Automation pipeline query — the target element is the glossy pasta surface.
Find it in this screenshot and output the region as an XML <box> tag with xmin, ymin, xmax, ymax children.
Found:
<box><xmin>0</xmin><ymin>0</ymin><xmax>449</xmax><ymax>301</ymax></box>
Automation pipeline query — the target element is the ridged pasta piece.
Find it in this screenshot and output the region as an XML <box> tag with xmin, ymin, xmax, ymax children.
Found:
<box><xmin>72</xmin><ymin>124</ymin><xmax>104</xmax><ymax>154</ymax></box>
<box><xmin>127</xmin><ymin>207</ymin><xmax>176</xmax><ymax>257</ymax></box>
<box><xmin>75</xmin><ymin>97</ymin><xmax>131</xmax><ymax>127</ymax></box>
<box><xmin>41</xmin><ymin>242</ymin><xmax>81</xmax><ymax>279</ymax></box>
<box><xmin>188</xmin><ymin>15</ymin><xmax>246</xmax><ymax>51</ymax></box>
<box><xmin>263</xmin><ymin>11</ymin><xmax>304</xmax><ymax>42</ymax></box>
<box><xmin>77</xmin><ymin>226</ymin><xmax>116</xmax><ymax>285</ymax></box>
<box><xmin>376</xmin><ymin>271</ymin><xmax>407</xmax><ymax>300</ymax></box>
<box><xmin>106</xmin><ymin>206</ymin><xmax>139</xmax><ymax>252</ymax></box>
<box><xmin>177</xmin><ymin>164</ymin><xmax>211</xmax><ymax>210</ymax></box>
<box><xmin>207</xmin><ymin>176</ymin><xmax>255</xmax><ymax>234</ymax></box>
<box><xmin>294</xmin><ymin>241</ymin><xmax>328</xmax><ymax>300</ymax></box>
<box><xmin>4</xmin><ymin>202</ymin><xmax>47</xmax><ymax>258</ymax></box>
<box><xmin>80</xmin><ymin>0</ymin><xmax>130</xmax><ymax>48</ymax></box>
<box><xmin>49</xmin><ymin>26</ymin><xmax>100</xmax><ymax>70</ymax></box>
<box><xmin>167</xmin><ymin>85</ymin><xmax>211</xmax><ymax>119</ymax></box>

^^^^^^^^^^^^^^^^

* Exercise *
So that the data stays intact, repeat all of it exactly.

* Solution below *
Automation pipeline query — the target element is the glossy pasta surface.
Find it in this screenshot and output the region as an XML <box> tag with xmin, ymin, xmax, ymax children.
Found:
<box><xmin>0</xmin><ymin>0</ymin><xmax>449</xmax><ymax>301</ymax></box>
Automation pipeline query — the target element is the ridged pasta piece.
Find it in this screenshot and output the region as an XML <box> tag with xmin, ymin, xmax, ymax children.
Found:
<box><xmin>72</xmin><ymin>124</ymin><xmax>104</xmax><ymax>154</ymax></box>
<box><xmin>127</xmin><ymin>207</ymin><xmax>176</xmax><ymax>257</ymax></box>
<box><xmin>75</xmin><ymin>97</ymin><xmax>131</xmax><ymax>127</ymax></box>
<box><xmin>41</xmin><ymin>242</ymin><xmax>81</xmax><ymax>279</ymax></box>
<box><xmin>188</xmin><ymin>15</ymin><xmax>246</xmax><ymax>51</ymax></box>
<box><xmin>263</xmin><ymin>11</ymin><xmax>304</xmax><ymax>42</ymax></box>
<box><xmin>77</xmin><ymin>226</ymin><xmax>116</xmax><ymax>285</ymax></box>
<box><xmin>376</xmin><ymin>271</ymin><xmax>407</xmax><ymax>300</ymax></box>
<box><xmin>106</xmin><ymin>206</ymin><xmax>139</xmax><ymax>252</ymax></box>
<box><xmin>177</xmin><ymin>164</ymin><xmax>211</xmax><ymax>210</ymax></box>
<box><xmin>207</xmin><ymin>176</ymin><xmax>255</xmax><ymax>234</ymax></box>
<box><xmin>294</xmin><ymin>241</ymin><xmax>328</xmax><ymax>300</ymax></box>
<box><xmin>4</xmin><ymin>202</ymin><xmax>47</xmax><ymax>258</ymax></box>
<box><xmin>80</xmin><ymin>0</ymin><xmax>130</xmax><ymax>48</ymax></box>
<box><xmin>49</xmin><ymin>26</ymin><xmax>100</xmax><ymax>70</ymax></box>
<box><xmin>167</xmin><ymin>85</ymin><xmax>211</xmax><ymax>119</ymax></box>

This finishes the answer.